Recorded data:
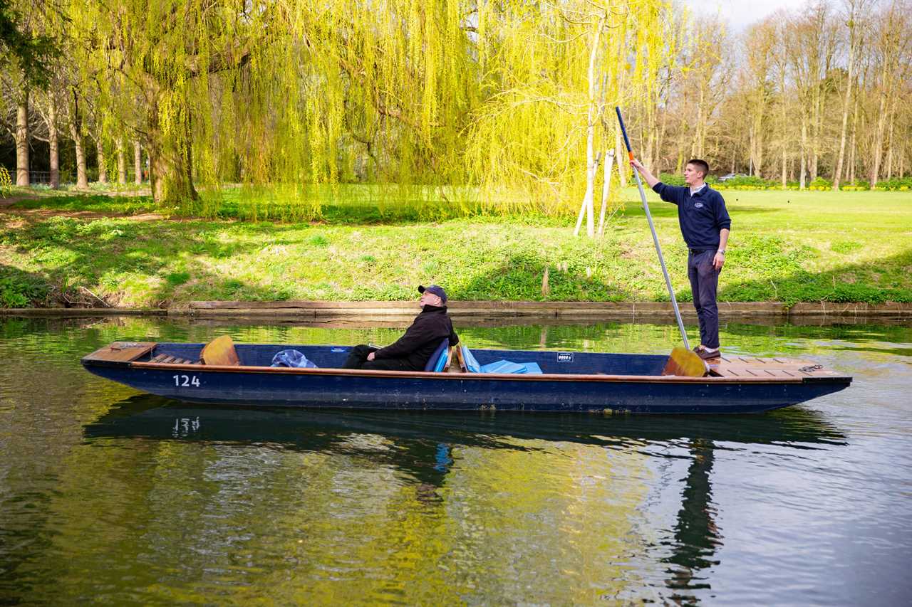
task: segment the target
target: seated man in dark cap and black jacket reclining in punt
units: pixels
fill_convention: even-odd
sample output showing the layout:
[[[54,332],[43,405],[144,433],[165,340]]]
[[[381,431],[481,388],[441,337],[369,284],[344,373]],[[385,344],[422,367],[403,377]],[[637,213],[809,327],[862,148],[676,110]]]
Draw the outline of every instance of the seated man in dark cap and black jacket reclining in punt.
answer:
[[[453,324],[447,314],[447,293],[436,284],[420,286],[418,292],[421,293],[421,314],[405,334],[395,344],[385,348],[356,345],[348,355],[344,368],[423,371],[430,355],[434,354],[444,337],[450,338],[450,345],[459,344],[459,336],[453,332]]]

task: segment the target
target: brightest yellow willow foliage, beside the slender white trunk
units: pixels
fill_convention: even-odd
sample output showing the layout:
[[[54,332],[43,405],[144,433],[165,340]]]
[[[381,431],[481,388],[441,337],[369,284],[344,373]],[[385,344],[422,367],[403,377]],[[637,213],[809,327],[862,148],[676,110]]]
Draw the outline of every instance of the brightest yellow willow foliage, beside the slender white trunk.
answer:
[[[616,145],[614,106],[626,107],[628,118],[631,109],[653,106],[653,79],[670,57],[667,8],[655,0],[479,5],[485,95],[467,129],[467,166],[493,206],[549,214],[578,208],[590,106],[594,149],[604,159]]]

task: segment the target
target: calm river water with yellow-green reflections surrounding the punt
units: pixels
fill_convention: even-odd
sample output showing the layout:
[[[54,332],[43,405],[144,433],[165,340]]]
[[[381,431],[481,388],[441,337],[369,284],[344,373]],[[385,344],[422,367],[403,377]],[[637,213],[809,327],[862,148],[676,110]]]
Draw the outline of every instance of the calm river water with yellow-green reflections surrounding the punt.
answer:
[[[656,324],[461,328],[658,354]],[[118,339],[400,330],[0,318],[0,604],[906,605],[912,328],[728,324],[840,393],[753,416],[182,405],[91,376]]]

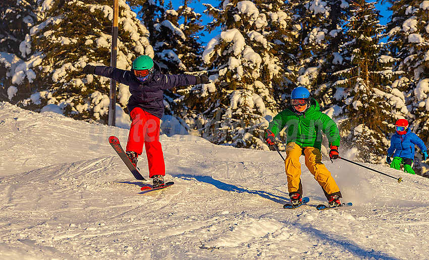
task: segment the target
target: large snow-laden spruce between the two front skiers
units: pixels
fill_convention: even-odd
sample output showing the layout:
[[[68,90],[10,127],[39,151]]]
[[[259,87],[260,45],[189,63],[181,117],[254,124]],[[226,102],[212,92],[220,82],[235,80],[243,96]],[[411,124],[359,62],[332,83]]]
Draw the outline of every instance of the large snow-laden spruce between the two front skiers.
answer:
[[[211,83],[192,89],[199,101],[188,104],[195,111],[188,114],[213,143],[268,149],[262,134],[276,109],[271,82],[281,77],[281,66],[265,38],[269,16],[262,4],[268,2],[225,1],[219,8],[205,4],[214,18],[209,28],[221,26],[222,33],[204,49]]]

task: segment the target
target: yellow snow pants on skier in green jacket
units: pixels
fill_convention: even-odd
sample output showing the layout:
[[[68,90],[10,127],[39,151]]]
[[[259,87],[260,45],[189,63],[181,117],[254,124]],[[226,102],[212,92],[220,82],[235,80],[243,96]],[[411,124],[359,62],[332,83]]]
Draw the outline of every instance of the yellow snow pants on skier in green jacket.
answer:
[[[299,183],[301,182],[301,163],[299,162],[299,157],[302,154],[302,149],[299,145],[292,142],[288,144],[286,150],[285,169],[288,179],[288,190],[291,193],[298,191]],[[314,147],[305,147],[304,155],[305,166],[314,175],[314,179],[324,189],[325,193],[340,193],[340,188],[331,176],[331,172],[321,162],[322,156],[320,151]]]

• _What is being asked_
Check the data above and report how many lines include the word "river", using a bare number.

• _Result for this exercise_
2